====== EXERCISE DATA

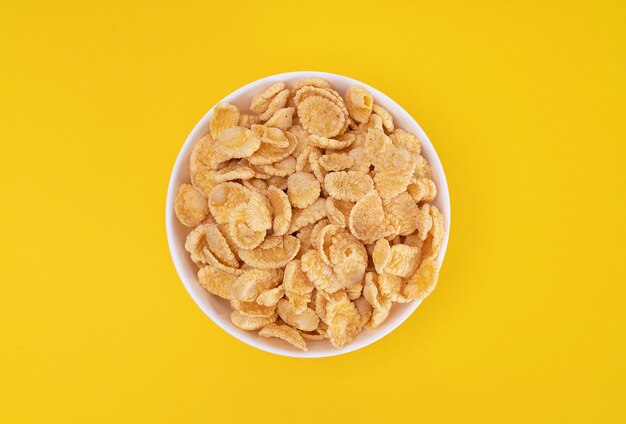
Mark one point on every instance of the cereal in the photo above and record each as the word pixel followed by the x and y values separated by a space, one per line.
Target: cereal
pixel 225 197
pixel 268 154
pixel 247 322
pixel 262 100
pixel 381 255
pixel 348 258
pixel 269 135
pixel 238 171
pixel 238 142
pixel 343 320
pixel 423 282
pixel 312 81
pixel 298 287
pixel 311 213
pixel 359 102
pixel 216 282
pixel 340 142
pixel 244 237
pixel 319 273
pixel 204 160
pixel 386 117
pixel 253 309
pixel 408 141
pixel 286 333
pixel 403 260
pixel 190 205
pixel 281 210
pixel 272 258
pixel 347 185
pixel 247 120
pixel 318 171
pixel 380 304
pixel 214 262
pixel 217 244
pixel 253 282
pixel 422 189
pixel 305 320
pixel 321 116
pixel 303 189
pixel 196 242
pixel 404 208
pixel 282 118
pixel 335 214
pixel 224 116
pixel 367 219
pixel 270 297
pixel 278 102
pixel 336 161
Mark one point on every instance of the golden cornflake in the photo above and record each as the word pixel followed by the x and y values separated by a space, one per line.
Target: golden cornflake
pixel 347 185
pixel 273 258
pixel 385 116
pixel 311 213
pixel 286 333
pixel 303 189
pixel 261 101
pixel 336 161
pixel 403 260
pixel 190 205
pixel 359 102
pixel 282 118
pixel 224 116
pixel 321 116
pixel 216 282
pixel 253 282
pixel 380 304
pixel 405 210
pixel 281 210
pixel 247 322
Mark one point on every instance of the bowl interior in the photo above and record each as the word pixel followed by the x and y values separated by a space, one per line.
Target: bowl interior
pixel 218 309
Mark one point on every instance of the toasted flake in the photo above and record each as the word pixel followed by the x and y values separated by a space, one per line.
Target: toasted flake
pixel 423 282
pixel 380 304
pixel 286 333
pixel 359 102
pixel 303 189
pixel 225 197
pixel 385 116
pixel 261 101
pixel 321 116
pixel 275 257
pixel 224 116
pixel 348 185
pixel 309 215
pixel 190 205
pixel 247 322
pixel 381 255
pixel 282 118
pixel 216 282
pixel 336 161
pixel 404 208
pixel 253 282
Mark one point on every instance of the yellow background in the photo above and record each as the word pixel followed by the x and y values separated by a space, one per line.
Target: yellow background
pixel 525 103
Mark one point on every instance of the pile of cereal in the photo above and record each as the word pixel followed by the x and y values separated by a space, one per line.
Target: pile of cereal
pixel 311 214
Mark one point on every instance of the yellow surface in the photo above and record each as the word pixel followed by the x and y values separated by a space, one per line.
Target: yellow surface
pixel 525 103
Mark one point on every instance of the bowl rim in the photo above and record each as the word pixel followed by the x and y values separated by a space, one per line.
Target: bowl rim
pixel 196 132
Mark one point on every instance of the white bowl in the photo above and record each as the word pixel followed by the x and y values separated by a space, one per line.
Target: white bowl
pixel 218 309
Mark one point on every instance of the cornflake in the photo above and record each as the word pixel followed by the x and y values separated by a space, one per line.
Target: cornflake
pixel 303 189
pixel 190 205
pixel 310 213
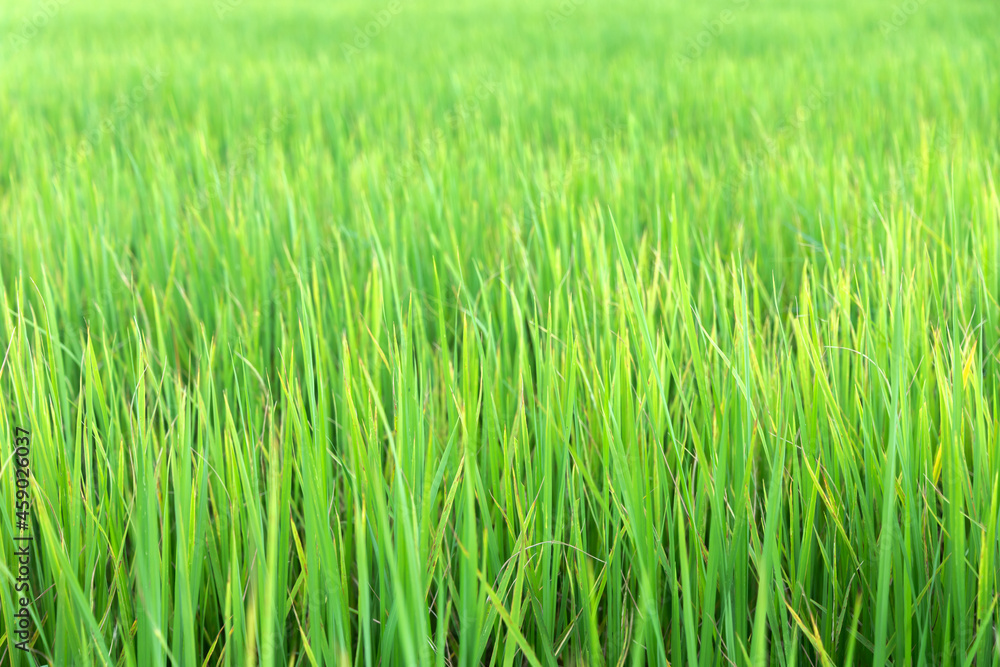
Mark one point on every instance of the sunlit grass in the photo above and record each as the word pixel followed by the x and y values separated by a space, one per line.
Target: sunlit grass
pixel 507 341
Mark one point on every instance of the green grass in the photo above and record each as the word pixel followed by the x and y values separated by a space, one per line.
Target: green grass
pixel 503 342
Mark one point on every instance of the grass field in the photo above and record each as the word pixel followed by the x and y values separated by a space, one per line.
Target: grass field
pixel 500 333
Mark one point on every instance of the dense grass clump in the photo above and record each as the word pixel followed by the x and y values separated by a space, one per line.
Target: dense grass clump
pixel 502 333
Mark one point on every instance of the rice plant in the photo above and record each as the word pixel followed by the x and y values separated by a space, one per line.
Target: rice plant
pixel 499 333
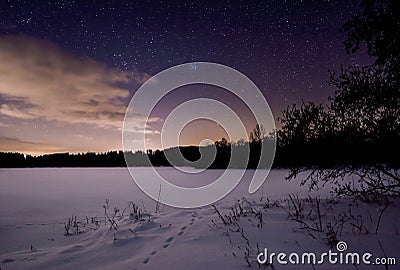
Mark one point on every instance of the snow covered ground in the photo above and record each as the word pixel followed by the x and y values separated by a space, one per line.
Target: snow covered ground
pixel 39 206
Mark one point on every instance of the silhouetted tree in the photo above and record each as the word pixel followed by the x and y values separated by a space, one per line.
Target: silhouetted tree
pixel 363 119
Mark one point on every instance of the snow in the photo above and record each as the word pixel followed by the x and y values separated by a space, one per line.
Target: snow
pixel 36 203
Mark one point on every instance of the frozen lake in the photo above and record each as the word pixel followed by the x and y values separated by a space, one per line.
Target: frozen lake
pixel 34 195
pixel 35 205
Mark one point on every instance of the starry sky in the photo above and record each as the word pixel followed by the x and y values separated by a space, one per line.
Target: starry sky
pixel 69 68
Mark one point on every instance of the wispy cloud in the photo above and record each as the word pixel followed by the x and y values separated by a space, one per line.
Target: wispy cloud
pixel 40 80
pixel 17 145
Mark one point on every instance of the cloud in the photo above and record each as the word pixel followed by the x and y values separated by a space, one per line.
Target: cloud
pixel 17 145
pixel 40 80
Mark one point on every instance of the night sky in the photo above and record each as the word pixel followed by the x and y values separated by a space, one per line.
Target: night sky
pixel 69 68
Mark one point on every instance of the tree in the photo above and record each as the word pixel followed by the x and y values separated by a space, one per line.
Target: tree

============

▸ REQUIREMENTS:
Can you copy all of the records above line for line, leaving out the pictures?

▸ RESULT OF THE TASK:
Mark one point on every instance of the cereal in the photo above and record each as the word pixel followed by the x and y values separated by a space, one per line.
Target: cereal
pixel 225 197
pixel 268 154
pixel 247 322
pixel 262 100
pixel 381 255
pixel 348 258
pixel 269 135
pixel 238 171
pixel 238 142
pixel 343 320
pixel 423 282
pixel 312 81
pixel 298 287
pixel 311 213
pixel 359 102
pixel 216 282
pixel 340 142
pixel 244 237
pixel 319 273
pixel 204 160
pixel 386 117
pixel 253 309
pixel 408 141
pixel 286 333
pixel 403 260
pixel 190 205
pixel 281 210
pixel 272 258
pixel 347 185
pixel 247 120
pixel 318 171
pixel 380 304
pixel 214 262
pixel 217 244
pixel 253 282
pixel 422 189
pixel 305 320
pixel 321 116
pixel 303 189
pixel 196 242
pixel 404 208
pixel 282 118
pixel 335 214
pixel 224 116
pixel 367 219
pixel 270 297
pixel 278 102
pixel 336 161
Mark one point on every instance of the golden cornflake in the photo above and record each as the word pixel followed by the x and y values separated by a space, one per line.
Target: golden cornflake
pixel 347 185
pixel 273 258
pixel 385 116
pixel 311 213
pixel 286 333
pixel 303 189
pixel 261 101
pixel 336 161
pixel 403 260
pixel 190 205
pixel 359 102
pixel 282 118
pixel 224 116
pixel 321 116
pixel 216 282
pixel 253 282
pixel 380 304
pixel 405 210
pixel 281 210
pixel 247 322
Mark one point on every instance of the bowl interior in the photo above and record each as the word pixel followed by the x and y values separated by a space, one per line.
Target: bowl interior
pixel 218 309
Mark one point on every instance of the toasted flake in the photo above and record each as the word pixel followed by the x and y values separated by a space, one per line.
Target: toasted flake
pixel 423 282
pixel 380 304
pixel 286 333
pixel 359 102
pixel 303 189
pixel 225 197
pixel 385 116
pixel 261 101
pixel 321 116
pixel 275 257
pixel 224 116
pixel 348 185
pixel 309 215
pixel 190 205
pixel 247 322
pixel 381 255
pixel 282 118
pixel 216 282
pixel 336 161
pixel 404 208
pixel 253 282
Mark one point on every instance of the yellow background in the photo above and record each as the word pixel followed by the x and y values separated by a space, one per line.
Target: yellow background
pixel 525 103
Mark one point on every instance of the pile of cereal in the photo above and record each as the word pixel followed by the x and y values separated by a space, one per line.
Target: pile of cereal
pixel 311 214
Mark one point on every instance of the yellow surface in the photo above and record each as the word pixel followed by the x and y values separated by a space, one per line.
Target: yellow surface
pixel 525 103
Mark one point on every instance of the bowl rim in the photo above and record each as the word pixel followed by the x and y values separated by a space, one per line.
Target: bowl rim
pixel 196 132
Mark one point on every instance of the white bowl in the photo above and record each as the word pixel followed by the x and y values separated by a space, one per line.
Target: white bowl
pixel 218 309
Mark one point on every instance of the cornflake in the photo above and record each as the word pixel followed by the x and y values separated by a space, one per line.
Target: cornflake
pixel 303 189
pixel 190 205
pixel 310 213
Mark one point on every instance of the sunlit grass in the photo above and record each as the word pixel followed by the x and y values separated by a space, one per line.
Target: sunlit grass
pixel 507 341
Mark one point on every instance of the green grass in the photo above and record each as the word pixel followed by the x and y values separated by a space, one per line.
Target: green grass
pixel 503 342
Mark one point on every instance of the grass field in the photo above and record each as the word pixel followed by the x and y values separated by a space, one per line.
Target: grass field
pixel 500 333
Mark one point on every instance of the dense grass clump in the photo above and record each as the word pixel followed by the x and y values separated by a space, one per line.
Target: dense grass clump
pixel 502 333
Mark one point on every instance of the rice plant in the photo above and record each as the word pixel followed by the x and y values separated by a space, one per line.
Target: rice plant
pixel 499 333
Mark one point on every instance of the snow covered ground in the photo above and record each as the word pixel followed by the x and y values separated by a space, one per line.
Target: snow covered ground
pixel 39 206
Mark one point on every instance of the silhouetted tree in the photo above and record each as the word pixel followed by the x and y values separated by a space, one per line.
Target: silhouetted tree
pixel 363 119
Mark one point on every instance of the snow in the photo above and record each as the word pixel followed by the x and y values separated by a space, one per line.
Target: snow
pixel 36 203
Mark one point on every instance of the frozen lake in the photo above and record each as the word pixel followed by the x and y values separated by a space, one per line.
Target: frozen lake
pixel 34 195
pixel 35 205
Mark one point on every instance of the starry sky in the photo above and record each as the word pixel followed by the x and y values separated by a space, one per line.
Target: starry sky
pixel 69 68
Mark one point on every instance of the wispy cloud in the photo above and record each as the word pixel followed by the x and y values separated by a space, one per line.
Target: wispy cloud
pixel 40 80
pixel 17 145
Mark one point on every instance of the cloud in the photo above and record each as the word pixel followed by the x and y values separated by a space, one per line.
Target: cloud
pixel 17 145
pixel 40 80
Mark one point on every instance of the night sky in the photo above and record each as the word pixel followed by the x and y values separated by a space, one per line.
Target: night sky
pixel 69 68
Mark one point on every instance of the tree in the photo above and record each as the word pixel followed by the x and y values separated by a space, one per line.
Target: tree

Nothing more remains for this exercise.